*EXERCISE REQUIREMENTS*
Reproduce the entries exactly.

┌────────

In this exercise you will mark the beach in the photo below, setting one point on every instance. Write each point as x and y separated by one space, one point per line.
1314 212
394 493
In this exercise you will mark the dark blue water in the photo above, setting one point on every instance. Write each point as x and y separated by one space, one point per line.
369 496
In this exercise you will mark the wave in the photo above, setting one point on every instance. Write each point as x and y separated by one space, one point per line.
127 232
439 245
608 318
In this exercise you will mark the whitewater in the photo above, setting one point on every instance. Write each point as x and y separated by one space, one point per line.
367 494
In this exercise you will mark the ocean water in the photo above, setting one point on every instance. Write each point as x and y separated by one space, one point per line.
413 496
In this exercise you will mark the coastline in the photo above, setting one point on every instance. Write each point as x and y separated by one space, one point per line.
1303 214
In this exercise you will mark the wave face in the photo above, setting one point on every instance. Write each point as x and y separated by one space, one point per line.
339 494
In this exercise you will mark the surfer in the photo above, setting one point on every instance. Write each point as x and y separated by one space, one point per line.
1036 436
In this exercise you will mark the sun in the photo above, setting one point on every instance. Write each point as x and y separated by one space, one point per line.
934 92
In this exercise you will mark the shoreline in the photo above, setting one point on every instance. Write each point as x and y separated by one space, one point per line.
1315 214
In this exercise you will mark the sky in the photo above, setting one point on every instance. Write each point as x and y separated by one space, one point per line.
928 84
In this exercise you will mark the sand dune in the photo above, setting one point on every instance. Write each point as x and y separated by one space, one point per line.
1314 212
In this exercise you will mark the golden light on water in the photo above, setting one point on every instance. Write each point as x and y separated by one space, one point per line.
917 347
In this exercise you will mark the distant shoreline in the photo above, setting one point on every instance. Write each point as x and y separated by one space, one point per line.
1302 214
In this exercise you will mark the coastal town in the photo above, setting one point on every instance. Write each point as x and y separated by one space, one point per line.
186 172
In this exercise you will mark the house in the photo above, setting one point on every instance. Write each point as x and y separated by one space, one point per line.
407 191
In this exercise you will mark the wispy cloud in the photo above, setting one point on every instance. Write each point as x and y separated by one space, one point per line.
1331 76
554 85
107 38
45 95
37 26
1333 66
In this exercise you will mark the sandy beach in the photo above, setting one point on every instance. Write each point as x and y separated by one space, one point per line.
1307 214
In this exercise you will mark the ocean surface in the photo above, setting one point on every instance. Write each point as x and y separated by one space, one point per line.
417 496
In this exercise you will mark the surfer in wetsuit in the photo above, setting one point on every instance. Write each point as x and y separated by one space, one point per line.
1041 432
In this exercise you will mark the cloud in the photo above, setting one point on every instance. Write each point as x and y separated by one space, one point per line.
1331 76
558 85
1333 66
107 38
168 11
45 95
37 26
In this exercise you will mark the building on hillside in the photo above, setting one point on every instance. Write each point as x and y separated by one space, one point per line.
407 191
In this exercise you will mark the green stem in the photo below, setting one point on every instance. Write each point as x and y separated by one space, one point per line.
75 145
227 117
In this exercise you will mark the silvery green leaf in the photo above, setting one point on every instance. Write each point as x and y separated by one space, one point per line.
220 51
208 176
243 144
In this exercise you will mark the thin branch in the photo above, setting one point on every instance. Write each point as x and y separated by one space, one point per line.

└────────

*TASK ANSWER*
In this exercise you will mark the beach in the photo below, setting one point on every instance. Write each point as x and y separated by one space, one point per line.
1314 212
394 493
In this exercise you will mark the dark blue water in the photo above, setting one point on every instance. Write each point as x and y separated by one space, one point per line.
369 496
In this exercise you will mark the wave in the photo above, setting one point on every instance. Write each point as x and y separated by one space, one point per line.
127 232
439 245
608 318
In this exercise you will mark the whitewater in the photo above, setting one point on every instance. Write each point as x and y separated by one space, one point per line.
367 494
In this exercise you will mark the ocean water in the photo above, setting one point on every instance. Write each point as x and y separated by one space, one point per line.
413 496
In this exercise you will mark the coastline in the photo above, setting one point on every instance. Write each point as x and y separated by one space, one point per line.
1303 214
In this exercise you will mark the wave face in the photo above, setting one point on every instance. Write each point as x and y separated by one space, one point per line.
339 494
In this exercise you will mark the surfer in the photo above, setting one point on every instance. Write each point as x and y separated by one space, one point per line.
1036 436
In this exercise you will mark the sun in the photo above, setting one point on every instance. Write each point as x and y separated by one space, one point per line.
934 92
In this exercise you will mark the shoreline in the photo above, setting one point on every instance. Write each point as x and y separated by one space, one point per line.
1315 214
In this exercise you will mark the sky in the photo above, setting one point on every instance. Write each point as x and y separated by one space, one point per line.
928 84
In this exercise you will mark the sand dune in the photo above, setting one point on every instance. Write each point as x and y separated by one space, one point per line.
1314 212
In this exercise you will mark the golden light on water in the photo above, setting one point on every instance. Write each point as x and y separated by one space, one point per line.
917 347
In this exercise you will mark the distant shoreline in the photo above, setting one point on every instance. Write each point as x and y separated by one space, one point per line.
1302 214
In this exercise you will mark the coastal town in the photo above, setting one point on every instance. Write each point as x and y separated by one space, one point per line.
186 172
In this exercise you will mark the house in the photo above, setting one point on every instance. Write each point as x and y separated by one space, one point per line.
407 191
In this exercise you will mark the wispy cloud in the photo above, setting one point on every instance. Write each point as x and y separated by one space, one point per line.
1331 76
554 85
107 38
45 95
37 26
1333 66
In this exercise you will mark the sandy beach in the photo above, setting one point on every instance. Write each point as x and y separated by one space, one point per line.
1307 214
In this exercise you will mark the ocean surface in the photo above, setting one point on every instance. Write each point as x and y separated by one space, one point per line.
417 496
In this exercise you will mark the surfer in wetsuit in the photo above, setting one point on every instance. Write each point as x and y separated by one space, one point per line.
1041 432
In this exercise you will mark the cloud in the photo above, setting one point on every instance. Write each point as x and y separated by one space, one point per line.
1331 76
558 85
1333 66
107 38
168 11
45 95
37 26
In this exercise you will mark the building on hillside in the photo above, setting one point on every instance. Write each point as x and y separated by one space, one point per line.
407 191
In this exercise you will mark the green stem in the photo below, setting one point on every instance. Write each point as x and y separated by one space, one point per line.
75 145
227 117
In this exercise you will mark the silvery green leaf in the photo above, setting one point on every instance. Write each point as x and y separated by one space, one point per line.
220 51
208 176
243 144
In this exercise you will mark the thin branch in the photo above, setting one point on every instance. Write each point as x and y separated by one space, one point per line.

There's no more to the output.